# Available records:
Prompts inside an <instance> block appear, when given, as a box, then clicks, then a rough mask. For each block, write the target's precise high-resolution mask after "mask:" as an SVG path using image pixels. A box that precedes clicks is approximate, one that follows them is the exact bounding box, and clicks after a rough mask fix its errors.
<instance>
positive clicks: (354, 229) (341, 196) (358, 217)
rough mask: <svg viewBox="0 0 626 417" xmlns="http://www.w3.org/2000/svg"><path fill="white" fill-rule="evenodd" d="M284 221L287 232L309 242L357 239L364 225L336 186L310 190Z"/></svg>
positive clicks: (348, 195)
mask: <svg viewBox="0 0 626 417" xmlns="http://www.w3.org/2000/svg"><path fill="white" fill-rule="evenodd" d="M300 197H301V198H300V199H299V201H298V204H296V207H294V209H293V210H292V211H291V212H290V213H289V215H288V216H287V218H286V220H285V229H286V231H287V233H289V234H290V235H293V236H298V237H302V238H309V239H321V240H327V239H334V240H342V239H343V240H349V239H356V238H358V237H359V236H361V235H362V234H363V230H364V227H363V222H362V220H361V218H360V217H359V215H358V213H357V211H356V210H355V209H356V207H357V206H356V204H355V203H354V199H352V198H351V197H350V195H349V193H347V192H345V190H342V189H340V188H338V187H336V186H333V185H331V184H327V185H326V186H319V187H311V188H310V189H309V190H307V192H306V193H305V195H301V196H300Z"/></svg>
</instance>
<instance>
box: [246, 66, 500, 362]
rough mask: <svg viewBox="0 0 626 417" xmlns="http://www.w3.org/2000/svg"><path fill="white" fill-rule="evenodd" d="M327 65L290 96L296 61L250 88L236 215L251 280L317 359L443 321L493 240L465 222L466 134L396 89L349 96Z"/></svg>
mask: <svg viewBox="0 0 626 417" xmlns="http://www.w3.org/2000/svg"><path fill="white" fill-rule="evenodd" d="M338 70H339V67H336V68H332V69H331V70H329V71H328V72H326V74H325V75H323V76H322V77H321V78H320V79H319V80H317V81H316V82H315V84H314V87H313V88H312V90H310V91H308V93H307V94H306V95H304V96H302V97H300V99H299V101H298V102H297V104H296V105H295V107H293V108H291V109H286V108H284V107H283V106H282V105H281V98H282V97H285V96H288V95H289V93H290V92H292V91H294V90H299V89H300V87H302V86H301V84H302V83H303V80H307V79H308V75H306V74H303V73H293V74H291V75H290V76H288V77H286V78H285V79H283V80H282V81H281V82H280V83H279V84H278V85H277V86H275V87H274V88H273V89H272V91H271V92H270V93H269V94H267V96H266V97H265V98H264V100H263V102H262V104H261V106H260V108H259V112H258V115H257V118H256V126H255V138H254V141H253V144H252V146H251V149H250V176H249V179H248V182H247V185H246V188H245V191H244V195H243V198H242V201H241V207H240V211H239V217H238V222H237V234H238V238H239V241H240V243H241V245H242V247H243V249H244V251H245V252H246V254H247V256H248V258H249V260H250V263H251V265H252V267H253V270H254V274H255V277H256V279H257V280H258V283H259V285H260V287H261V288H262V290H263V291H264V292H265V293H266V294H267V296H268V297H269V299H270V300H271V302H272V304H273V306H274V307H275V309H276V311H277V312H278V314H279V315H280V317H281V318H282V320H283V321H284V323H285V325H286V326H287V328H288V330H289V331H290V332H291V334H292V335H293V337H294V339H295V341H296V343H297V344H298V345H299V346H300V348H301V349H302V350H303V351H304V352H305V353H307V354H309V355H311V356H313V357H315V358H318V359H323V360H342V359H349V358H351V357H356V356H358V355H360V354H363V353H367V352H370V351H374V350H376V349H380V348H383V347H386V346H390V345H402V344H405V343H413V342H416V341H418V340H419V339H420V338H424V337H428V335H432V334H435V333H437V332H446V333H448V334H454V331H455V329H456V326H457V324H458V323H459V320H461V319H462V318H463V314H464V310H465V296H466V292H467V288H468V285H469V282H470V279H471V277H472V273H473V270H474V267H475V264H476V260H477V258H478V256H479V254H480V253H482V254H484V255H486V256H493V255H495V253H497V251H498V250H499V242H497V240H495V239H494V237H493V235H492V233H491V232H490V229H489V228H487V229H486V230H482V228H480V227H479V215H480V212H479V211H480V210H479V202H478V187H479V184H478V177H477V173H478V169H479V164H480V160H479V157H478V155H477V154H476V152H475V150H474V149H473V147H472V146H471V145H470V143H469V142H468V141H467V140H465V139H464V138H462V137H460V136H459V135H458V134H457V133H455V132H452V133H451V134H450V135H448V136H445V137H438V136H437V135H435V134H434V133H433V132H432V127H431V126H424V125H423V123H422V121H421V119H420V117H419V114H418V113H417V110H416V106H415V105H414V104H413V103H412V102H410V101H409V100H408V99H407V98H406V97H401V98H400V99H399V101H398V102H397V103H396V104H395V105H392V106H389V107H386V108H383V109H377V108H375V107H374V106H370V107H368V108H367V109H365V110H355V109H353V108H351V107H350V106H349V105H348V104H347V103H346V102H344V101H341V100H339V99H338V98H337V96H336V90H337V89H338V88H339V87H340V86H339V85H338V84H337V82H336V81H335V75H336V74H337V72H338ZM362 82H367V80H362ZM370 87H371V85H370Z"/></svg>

# Work to be completed:
Output each entry exactly. Leave none out.

# Answer for this exercise:
Prompts inside an <instance> block appear, when given, as a box, then clicks, then a rough mask. For each block, write the target's precise high-resolution mask after "mask:" as an SVG path using image pixels. A box that precedes clicks is approximate, one that follows them is the exact bounding box, and clicks after a rough mask fix its errors.
<instance>
positive clicks: (354, 229) (341, 196) (358, 217)
rough mask: <svg viewBox="0 0 626 417" xmlns="http://www.w3.org/2000/svg"><path fill="white" fill-rule="evenodd" d="M284 221L287 232L309 242L357 239L364 225L336 186L310 190Z"/></svg>
positive clicks: (348, 195)
mask: <svg viewBox="0 0 626 417" xmlns="http://www.w3.org/2000/svg"><path fill="white" fill-rule="evenodd" d="M300 197H301V198H300V199H299V201H298V204H296V207H294V209H293V210H292V211H291V212H290V213H289V215H288V216H287V218H286V220H285V229H286V231H287V233H289V234H290V235H293V236H298V237H302V238H309V239H321V240H327V239H334V240H342V239H343V240H349V239H356V238H358V237H359V236H361V235H362V234H363V230H364V227H363V222H362V220H361V218H360V217H359V215H358V213H357V211H356V210H355V209H356V207H357V206H356V204H355V203H354V199H352V198H351V197H350V195H349V193H347V192H345V190H342V189H340V188H338V187H336V186H333V185H331V184H327V185H326V186H319V187H311V188H310V189H309V190H307V192H306V193H305V195H301V196H300Z"/></svg>
</instance>
<instance>
box: [246, 66, 500, 362]
rough mask: <svg viewBox="0 0 626 417" xmlns="http://www.w3.org/2000/svg"><path fill="white" fill-rule="evenodd" d="M327 65L290 96L296 61L250 88L236 215L251 280L317 359L443 321L493 240L465 222L466 134L396 89L349 96Z"/></svg>
mask: <svg viewBox="0 0 626 417" xmlns="http://www.w3.org/2000/svg"><path fill="white" fill-rule="evenodd" d="M338 70H339V67H336V68H332V69H331V70H329V71H328V72H326V74H325V75H323V76H322V77H321V78H320V79H319V80H317V81H316V82H315V84H314V87H313V88H312V90H310V91H308V93H307V94H306V95H304V96H302V97H300V99H299V101H298V102H297V104H296V105H295V107H293V108H291V109H286V108H284V107H283V106H282V105H281V98H282V97H285V96H288V95H289V93H290V92H292V91H294V90H299V89H300V87H302V86H301V84H302V83H303V80H307V79H308V75H306V74H303V73H293V74H291V75H290V76H288V77H286V78H285V79H283V80H282V81H281V82H280V83H279V84H278V85H277V86H275V87H274V88H273V89H272V91H271V92H270V93H269V94H267V96H266V97H265V98H264V100H263V102H262V104H261V106H260V108H259V112H258V115H257V118H256V126H255V138H254V141H253V144H252V146H251V149H250V176H249V179H248V182H247V185H246V188H245V191H244V195H243V198H242V201H241V207H240V211H239V217H238V222H237V234H238V238H239V241H240V243H241V245H242V247H243V249H244V251H245V252H246V254H247V256H248V258H249V260H250V263H251V265H252V267H253V270H254V274H255V277H256V279H257V280H258V283H259V285H260V287H261V288H262V290H263V291H264V292H265V293H266V294H267V296H268V297H269V299H270V300H271V302H272V304H273V306H274V307H275V309H276V311H277V312H278V314H279V315H280V317H281V318H282V320H283V321H284V323H285V325H286V326H287V328H288V330H289V331H290V332H291V334H292V335H293V337H294V339H295V341H296V343H297V344H298V345H299V346H300V348H301V349H302V350H303V351H304V352H305V353H307V354H309V355H311V356H313V357H315V358H318V359H323V360H342V359H349V358H351V357H356V356H358V355H360V354H363V353H367V352H370V351H374V350H376V349H380V348H383V347H386V346H390V345H402V344H405V343H413V342H416V341H418V340H419V339H420V338H424V337H428V335H432V334H435V333H437V332H446V333H448V334H454V331H455V329H456V326H457V324H458V323H459V320H461V319H462V318H463V314H464V310H465V296H466V292H467V288H468V285H469V282H470V279H471V277H472V273H473V270H474V267H475V264H476V260H477V258H478V256H479V254H480V253H482V254H484V255H486V256H493V255H495V253H497V251H498V250H499V242H497V240H495V239H494V237H493V235H492V233H491V232H490V229H489V228H487V229H486V230H482V228H480V227H479V215H480V212H479V211H480V210H479V202H478V187H479V184H478V177H477V173H478V169H479V164H480V160H479V157H478V155H477V154H476V152H475V150H474V149H473V147H472V146H471V145H470V143H469V142H468V141H467V140H465V139H464V138H462V137H460V136H459V135H458V134H457V133H455V132H452V133H451V134H450V135H448V136H445V137H438V136H437V135H435V134H434V133H433V132H432V127H431V126H424V125H423V123H422V121H421V119H420V117H419V114H418V113H417V110H416V106H415V105H414V104H413V103H412V102H410V101H409V100H408V99H407V98H406V97H401V98H400V99H399V101H398V102H397V103H396V104H395V105H392V106H389V107H386V108H383V109H377V108H375V107H374V106H370V107H368V108H367V109H365V110H355V109H353V108H351V107H350V106H349V105H348V104H347V103H346V102H344V101H341V100H339V99H338V98H337V96H336V90H337V89H338V88H339V87H340V86H339V85H338V84H337V82H336V81H335V75H336V74H337V72H338ZM362 82H367V80H362ZM370 87H371V85H370Z"/></svg>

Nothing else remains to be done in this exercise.